# Reading text start
Obviously parsers have been written for all these languages before, so it seems like I shouldn't have to duplicate that effort (even though writing parsers is fun). Is there some open-source project which collects ready-to-use parser libraries for a bunch of source languages? Or should I just be using ANTLR to make my own from scratch? (Note: I'd be delighted to port the project to another language to make use of a great existing resource, so if you know of one, it doesn't matter what language it's written in.)

If you want language-accurate parsing, especially in the face of language complications such as macros and preprocessor conditionals, you need full language parsers. These are actually quite a lot of work to construct, and most languages don't lend themselves nicely to the various kinds of parser generators around. Nor are most authors of a language parser interested in other langauges; they tend to choose some parser generator that isn't obviously a huge roadblock when they start, implement their parser for the specific purpose they intend, and move on.
Consequence: there are very few libraries of language definitions around that are defined using a single formalism or a shared foundation. The ANTLR crowd maintains one of the larger sets IMHO, although as far as I can tell most of those parsers are not-quite-production capable. There's always Bison, which has been around long enough so you'd expect a library of langauge definitions to be collected somewhere, but I've never seen one.
I've spent the last 15 years defining foundation machinery for program analysis and transformation, and building another such library, called the DMS Software Reengineering Toolkit. It has production quality parsers for C, C++, C#, Java, COBOL (IBM Enterprise version), JCL, PHP, Python, etc. Your opinion may of course vary from mine but these are used daily with DMS to carry out mass change tasks on large bodies of code.
I don't know of any others where the set of langauge definitions are mature and built on a single foundation... it may be that IBM's compilers are such a set, but IBM doesn't offer out the machinery or the language definitions.
If all you want to do is compute simple metrics, you might be able to live with just lexers and ad hoc nest-counting (as you've described). Even that's harder than it looks to make it work right in most cases (check out Python's, Perl's and PHP crazy string syntaxes). When all is said and done, even C is a surprising amount of work just to define an accurate lexer: we have several thousand lines of sophisticated regular expressions to cover all the strange lexemes you find in Microsoft and/or GNU C.
Because DMS has consistently-defined, mature parsers for many languages, it follows that DMS has consistently defined, mature lexers for the same langauges. We actually build a Source Code Search Engine (SCSE) that provides fast search across large bodies of codes in multiple languages that works by lexing the languages it encounters and indexing those lexemes for fast lookup. The SCSE just so happens to compute the kind of metrics you are discussing, too, as it indexes the code base, pretty much the way you describe, except that it has these langauage accurate lexers to use.

You might be interested in gcc-xml if you are parsing C++. Java CUP has grammars for the Java language.

ANTLR vs. Happy vs. other parser generators

I want to write a translator between two languages, and after some reading on the Internet I've decided to go with ANTLR. I had to learn it from scratch, but besides some trouble with eliminating left recursion everything went fine until now.
However, today some guy told me to check out Happy, a Haskell based parser generator. I have no Haskell knowledge, so I could use some advice, if Happy is indeed better than ANTLR and if it's worth learning it.
Specifically what concerns me is that my translator needs to support macro substitution, which I have no idea yet how to do in ANTLR. Maybe in Happy this is easier to do?
# Reading text end
# Source excerpt start
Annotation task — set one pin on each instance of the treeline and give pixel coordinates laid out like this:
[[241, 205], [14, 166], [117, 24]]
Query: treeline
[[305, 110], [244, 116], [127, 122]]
# Source excerpt end
Could you extend the forum discussion on parsers and parser generators, picking up right after its last sentence?

Exercise answer ::
Or if think other parser generators are even better, I'd be glad to hear about them.

People keep believing that if they just get a parser, they've got it made
when building language tools. Thats just wrong. Parsers get you to the foothills
of the Himalayas then you need start climbing seriously.
If you want industrial-strength support for building language translators, see our
DMS Software Reengineering Toolkit. DMS provides
Unicode-based lexers
full context-free parsers (left recursion? No problem! Arbitrary lookahead? No problem. Ambiguous grammars? No problem)
full front ends for C, C#, COBOL, Java, C++, JavaScript, ...
(including full preprocessors for C and C++)
automatic construction of ASTs
support for building symbol tables with arbitrary scoping rules
attribute grammar evaluation, to build analyzers that leverage the tree structure
support for control and data flow analysis (as well realization of this for full C, Java and COBOL),
source-to-source transformations using the syntax of the source AND the target language
AST to source code prettyprinting, to reproduce target language text
Regarding the OP's request to handle macros: our C, COBOL and C++ front ends handle their respective language preprocessing by a) the traditional method of full expansion or b) non-expansion (where practical) to enable post-parsing transformation of the macros themselves. While DMS as a foundation doesn't specifically implement macro processing, it can support the construction and transformation of same.
As an example of a translator built with DMS, see the discussion of
converting
JOVIAL to C for the B-2 bomber. This is 100% translation for > 1 MSLOC of hard
real time code. [It may amuse you to know that we were never allowed to see the actual program being translated (top secret).]. And yes, JOVIAL has a preprocessor, and yes we translated most JOVIAL macros into equivalent C versions.
[Haskell is a cool programming language but it doesn't do anything like this by itself.
This isn't about what's expressible in the language. Its about figuring out what machinery is required to support the task of manipulating programs, and
spending 100 man-years building it.]

Most effective way to parse C-like definition strings?

I've got a set of function definitions written in a C-like language with some additional keywords that can be put before some arguments(the same way as "unsigned" or "register", for example) and I need to analyze these lines as well as some function stubs and generate actual C code from them.
Is that correct that Flex/Yacc are the most proper way to do it?
Will it be slower than writing a Shell or Python script using regexps(which may become big pain, as I suppose, if the number of additional keywords becomes bigger and their effects would be rather different) provided that I have zero experience with analysers/parsers(though I know how LALR does its job)?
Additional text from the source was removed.